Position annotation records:
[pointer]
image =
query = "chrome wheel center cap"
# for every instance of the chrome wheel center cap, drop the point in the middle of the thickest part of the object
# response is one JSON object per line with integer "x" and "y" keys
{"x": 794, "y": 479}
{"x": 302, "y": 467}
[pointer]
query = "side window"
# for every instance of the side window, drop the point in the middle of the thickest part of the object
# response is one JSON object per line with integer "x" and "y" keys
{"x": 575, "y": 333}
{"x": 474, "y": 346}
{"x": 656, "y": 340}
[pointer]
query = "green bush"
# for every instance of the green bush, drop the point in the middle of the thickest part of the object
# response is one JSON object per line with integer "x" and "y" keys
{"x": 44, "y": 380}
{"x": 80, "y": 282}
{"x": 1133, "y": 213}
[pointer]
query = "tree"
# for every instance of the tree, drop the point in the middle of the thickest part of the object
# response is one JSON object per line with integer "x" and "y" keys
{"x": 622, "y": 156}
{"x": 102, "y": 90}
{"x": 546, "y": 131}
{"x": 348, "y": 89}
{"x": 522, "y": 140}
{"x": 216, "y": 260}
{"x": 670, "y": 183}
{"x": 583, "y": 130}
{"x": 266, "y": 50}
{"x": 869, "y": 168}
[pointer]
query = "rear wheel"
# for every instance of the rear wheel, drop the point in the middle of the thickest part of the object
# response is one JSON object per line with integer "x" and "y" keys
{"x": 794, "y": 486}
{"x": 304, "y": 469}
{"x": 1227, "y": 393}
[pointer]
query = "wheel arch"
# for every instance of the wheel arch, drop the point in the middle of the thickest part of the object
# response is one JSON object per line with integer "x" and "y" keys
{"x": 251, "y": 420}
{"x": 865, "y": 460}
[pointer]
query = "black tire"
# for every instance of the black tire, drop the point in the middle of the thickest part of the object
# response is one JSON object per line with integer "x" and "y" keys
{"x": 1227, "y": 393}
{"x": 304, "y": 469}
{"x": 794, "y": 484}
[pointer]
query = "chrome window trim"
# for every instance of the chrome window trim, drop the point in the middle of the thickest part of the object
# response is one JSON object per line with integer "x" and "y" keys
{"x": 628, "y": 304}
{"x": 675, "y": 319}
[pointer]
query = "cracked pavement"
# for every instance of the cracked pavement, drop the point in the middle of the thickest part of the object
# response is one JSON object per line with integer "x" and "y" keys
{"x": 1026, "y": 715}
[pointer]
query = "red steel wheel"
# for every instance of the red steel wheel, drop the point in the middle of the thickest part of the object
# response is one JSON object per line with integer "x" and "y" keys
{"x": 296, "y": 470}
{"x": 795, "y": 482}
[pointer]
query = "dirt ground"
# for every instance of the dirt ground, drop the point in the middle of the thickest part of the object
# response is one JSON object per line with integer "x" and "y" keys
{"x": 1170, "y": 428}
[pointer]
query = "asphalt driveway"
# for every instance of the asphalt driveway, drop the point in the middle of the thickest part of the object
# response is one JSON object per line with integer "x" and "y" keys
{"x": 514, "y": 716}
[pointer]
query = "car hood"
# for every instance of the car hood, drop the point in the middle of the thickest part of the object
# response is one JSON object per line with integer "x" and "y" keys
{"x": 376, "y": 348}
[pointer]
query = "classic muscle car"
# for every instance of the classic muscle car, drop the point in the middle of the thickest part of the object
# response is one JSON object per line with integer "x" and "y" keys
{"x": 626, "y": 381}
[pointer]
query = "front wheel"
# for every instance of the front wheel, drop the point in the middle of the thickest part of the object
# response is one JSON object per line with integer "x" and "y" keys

▶ [TASK BRIEF]:
Write each line above out exactly.

▶ [FINAL RESULT]:
[pointer]
image =
query = "chrome wheel center cap"
# for every instance of the chrome wheel center cap, drop the point in the middle of the thickest part of the object
# response is one JSON object per line with integer "x" and "y" keys
{"x": 794, "y": 479}
{"x": 302, "y": 467}
[pointer]
query = "side window"
# for every instance of the side window, drop the point in the middle of the thickest part of the object
# response is one JSON object per line with integer "x" and "y" keys
{"x": 575, "y": 333}
{"x": 474, "y": 346}
{"x": 656, "y": 340}
[pointer]
query = "green bush"
# for every instance of the green bush, drop the point in the middle of the thickest part of the object
# response is one JSON object per line with integer "x" and "y" keys
{"x": 44, "y": 380}
{"x": 80, "y": 282}
{"x": 1133, "y": 213}
[pointer]
query = "tree"
# for every instance of the tree, drop the point in the middle of the thickest part of the object
# response is one JSON object per line with integer "x" and "y" keys
{"x": 622, "y": 156}
{"x": 102, "y": 90}
{"x": 546, "y": 131}
{"x": 348, "y": 89}
{"x": 522, "y": 140}
{"x": 216, "y": 260}
{"x": 670, "y": 183}
{"x": 583, "y": 130}
{"x": 266, "y": 50}
{"x": 869, "y": 168}
[pointer]
query = "rear wheel"
# for every instance of the rear wheel, drop the point in the middle of the thickest part of the object
# response is one JSON object per line with integer "x" and "y" keys
{"x": 794, "y": 486}
{"x": 304, "y": 469}
{"x": 1227, "y": 393}
[pointer]
query = "wheel arch"
# for every instance of the wheel arch, drop the point in the middle of the thickest part of the object
# response is one JSON object per line with integer "x" and "y" keys
{"x": 251, "y": 420}
{"x": 865, "y": 460}
[pointer]
query = "black tire"
# for every instance of the black tire, drop the point in the middle of the thickest part of the object
# response is one JSON object per line with integer "x" and "y" keys
{"x": 1227, "y": 393}
{"x": 304, "y": 469}
{"x": 794, "y": 484}
[pointer]
query = "chrome window trim"
# for every instance of the chrome window trim, drop the point in the middle of the thickest part of the object
# response is one JSON object per line with integer "x" and "y" keys
{"x": 628, "y": 304}
{"x": 675, "y": 319}
[pointer]
query = "cracked pavement"
# for every instance of the cracked pavement, drop the point in the middle of the thickest part of the object
# response is one JSON object per line with integer "x" and "y" keys
{"x": 1026, "y": 715}
[pointer]
query = "red steel wheel"
# for every instance of the red steel wheel, drop the point in the middle of the thickest part of the object
# response is one JSON object per line with integer "x" and "y" keys
{"x": 296, "y": 470}
{"x": 795, "y": 482}
[pointer]
query = "dirt ground"
# for every instance of the dirt ground, drop the point in the middle of the thickest part of the object
# response is one JSON object per line with integer "x" and "y" keys
{"x": 1170, "y": 428}
[pointer]
query = "asphalt driveway"
# for every instance of the asphalt driveway, drop the point in the middle of the thickest part of the object
# response is one JSON object per line with integer "x" and "y" keys
{"x": 514, "y": 716}
[pointer]
query = "car hood"
# for every instance of the car hood, drop the point in the middle of the thickest part of the object
# response is one JSON object per line with integer "x" and "y" keys
{"x": 376, "y": 348}
[pointer]
query = "classic muscle car"
# for every instance of the classic muscle car, drop the point in the middle of the thickest part of the object
# response is one JSON object per line with integer "x" and "y" keys
{"x": 626, "y": 381}
[pointer]
query = "front wheel"
# for every instance of the front wheel, drop the point in the middle of the thickest part of the object
# response is one JSON object per line with integer "x" and "y" keys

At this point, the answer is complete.